> WHAT IS EXPECTED
How many lines in the rows below contain the string "pattern"? Letter case matters, so give only that number.

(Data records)
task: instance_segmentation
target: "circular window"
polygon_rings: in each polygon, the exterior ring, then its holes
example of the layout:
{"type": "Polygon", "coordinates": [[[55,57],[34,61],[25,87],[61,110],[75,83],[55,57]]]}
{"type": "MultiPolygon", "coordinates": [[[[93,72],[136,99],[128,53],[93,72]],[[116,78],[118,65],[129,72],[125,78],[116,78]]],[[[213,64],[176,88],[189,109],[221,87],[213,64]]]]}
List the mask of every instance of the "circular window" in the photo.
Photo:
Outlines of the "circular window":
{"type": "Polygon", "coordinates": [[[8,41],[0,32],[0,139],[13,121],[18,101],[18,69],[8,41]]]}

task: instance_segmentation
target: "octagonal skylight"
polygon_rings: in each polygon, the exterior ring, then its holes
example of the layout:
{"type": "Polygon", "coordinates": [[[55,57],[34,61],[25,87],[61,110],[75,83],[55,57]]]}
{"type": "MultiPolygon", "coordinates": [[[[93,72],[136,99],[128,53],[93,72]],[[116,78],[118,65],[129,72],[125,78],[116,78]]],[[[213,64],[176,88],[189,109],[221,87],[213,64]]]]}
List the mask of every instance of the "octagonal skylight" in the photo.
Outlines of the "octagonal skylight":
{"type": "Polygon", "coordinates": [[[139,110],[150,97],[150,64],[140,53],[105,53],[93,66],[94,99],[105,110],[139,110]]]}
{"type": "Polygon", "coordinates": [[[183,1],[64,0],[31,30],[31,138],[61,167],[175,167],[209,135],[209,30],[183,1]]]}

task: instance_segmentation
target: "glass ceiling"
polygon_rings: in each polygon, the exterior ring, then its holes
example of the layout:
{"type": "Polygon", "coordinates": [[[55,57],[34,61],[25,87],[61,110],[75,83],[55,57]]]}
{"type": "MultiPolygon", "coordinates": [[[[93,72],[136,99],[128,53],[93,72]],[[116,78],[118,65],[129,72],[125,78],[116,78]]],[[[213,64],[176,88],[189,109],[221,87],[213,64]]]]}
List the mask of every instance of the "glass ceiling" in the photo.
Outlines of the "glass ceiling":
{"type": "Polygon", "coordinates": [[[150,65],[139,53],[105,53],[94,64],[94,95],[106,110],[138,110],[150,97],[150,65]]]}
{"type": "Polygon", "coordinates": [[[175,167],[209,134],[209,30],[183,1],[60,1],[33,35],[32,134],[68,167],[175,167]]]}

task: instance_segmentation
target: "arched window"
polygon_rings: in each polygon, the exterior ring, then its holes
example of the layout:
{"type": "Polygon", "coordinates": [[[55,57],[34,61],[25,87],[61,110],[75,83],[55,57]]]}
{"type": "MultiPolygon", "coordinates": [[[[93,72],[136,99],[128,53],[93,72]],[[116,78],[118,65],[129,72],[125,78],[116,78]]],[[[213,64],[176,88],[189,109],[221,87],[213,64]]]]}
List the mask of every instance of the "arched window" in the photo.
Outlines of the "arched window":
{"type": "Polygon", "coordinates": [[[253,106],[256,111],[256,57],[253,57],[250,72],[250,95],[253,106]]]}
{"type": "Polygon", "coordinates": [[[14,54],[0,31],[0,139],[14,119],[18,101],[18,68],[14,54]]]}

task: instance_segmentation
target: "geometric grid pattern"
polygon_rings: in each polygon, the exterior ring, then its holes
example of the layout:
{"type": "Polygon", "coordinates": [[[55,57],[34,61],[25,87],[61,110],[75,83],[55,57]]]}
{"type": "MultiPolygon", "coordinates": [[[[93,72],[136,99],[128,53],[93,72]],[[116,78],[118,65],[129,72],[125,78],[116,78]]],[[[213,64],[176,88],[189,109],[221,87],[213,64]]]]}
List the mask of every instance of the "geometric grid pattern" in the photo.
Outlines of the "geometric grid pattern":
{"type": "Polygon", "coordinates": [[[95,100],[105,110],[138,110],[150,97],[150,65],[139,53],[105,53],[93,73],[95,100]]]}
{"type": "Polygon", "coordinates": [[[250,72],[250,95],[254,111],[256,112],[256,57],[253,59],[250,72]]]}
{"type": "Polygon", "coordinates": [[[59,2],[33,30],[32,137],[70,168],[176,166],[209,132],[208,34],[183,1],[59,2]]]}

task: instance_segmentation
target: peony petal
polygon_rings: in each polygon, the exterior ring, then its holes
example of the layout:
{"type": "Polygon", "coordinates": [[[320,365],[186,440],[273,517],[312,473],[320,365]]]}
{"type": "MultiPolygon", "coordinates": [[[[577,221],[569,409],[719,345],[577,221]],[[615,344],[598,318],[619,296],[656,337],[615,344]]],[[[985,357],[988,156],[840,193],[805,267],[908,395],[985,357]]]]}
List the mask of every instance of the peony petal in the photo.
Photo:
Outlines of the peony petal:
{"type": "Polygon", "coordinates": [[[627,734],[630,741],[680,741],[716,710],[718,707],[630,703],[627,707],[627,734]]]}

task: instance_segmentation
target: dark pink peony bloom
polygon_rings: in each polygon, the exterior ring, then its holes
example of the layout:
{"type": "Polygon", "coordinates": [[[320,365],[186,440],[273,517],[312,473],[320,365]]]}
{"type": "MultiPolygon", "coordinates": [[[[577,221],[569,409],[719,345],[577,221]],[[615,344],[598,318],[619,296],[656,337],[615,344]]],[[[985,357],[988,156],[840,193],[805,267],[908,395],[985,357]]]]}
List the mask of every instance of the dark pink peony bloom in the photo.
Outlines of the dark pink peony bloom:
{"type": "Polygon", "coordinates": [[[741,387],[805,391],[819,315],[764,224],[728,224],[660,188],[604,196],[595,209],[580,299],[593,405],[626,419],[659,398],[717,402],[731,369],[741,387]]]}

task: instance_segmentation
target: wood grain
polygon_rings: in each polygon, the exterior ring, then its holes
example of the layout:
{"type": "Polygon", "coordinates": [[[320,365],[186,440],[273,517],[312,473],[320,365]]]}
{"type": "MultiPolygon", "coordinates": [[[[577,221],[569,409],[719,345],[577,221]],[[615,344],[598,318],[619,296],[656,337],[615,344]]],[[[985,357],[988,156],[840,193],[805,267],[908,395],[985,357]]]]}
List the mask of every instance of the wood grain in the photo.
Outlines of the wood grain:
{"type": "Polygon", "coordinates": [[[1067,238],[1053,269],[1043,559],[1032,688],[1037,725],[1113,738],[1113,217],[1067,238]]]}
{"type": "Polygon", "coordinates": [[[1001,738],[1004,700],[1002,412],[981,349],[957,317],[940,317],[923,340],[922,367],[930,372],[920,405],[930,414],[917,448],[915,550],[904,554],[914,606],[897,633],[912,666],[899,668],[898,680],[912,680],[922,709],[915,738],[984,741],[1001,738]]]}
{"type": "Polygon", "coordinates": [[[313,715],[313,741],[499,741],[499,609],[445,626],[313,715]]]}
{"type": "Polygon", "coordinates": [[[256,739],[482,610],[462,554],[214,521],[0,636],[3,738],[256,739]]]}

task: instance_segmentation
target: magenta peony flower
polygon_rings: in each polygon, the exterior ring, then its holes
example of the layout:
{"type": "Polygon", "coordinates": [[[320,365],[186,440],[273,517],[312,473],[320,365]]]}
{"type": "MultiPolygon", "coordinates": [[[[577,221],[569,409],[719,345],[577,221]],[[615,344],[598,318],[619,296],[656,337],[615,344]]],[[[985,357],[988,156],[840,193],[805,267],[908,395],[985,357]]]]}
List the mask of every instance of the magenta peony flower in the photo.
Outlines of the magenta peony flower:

> COMPLETE ANSWER
3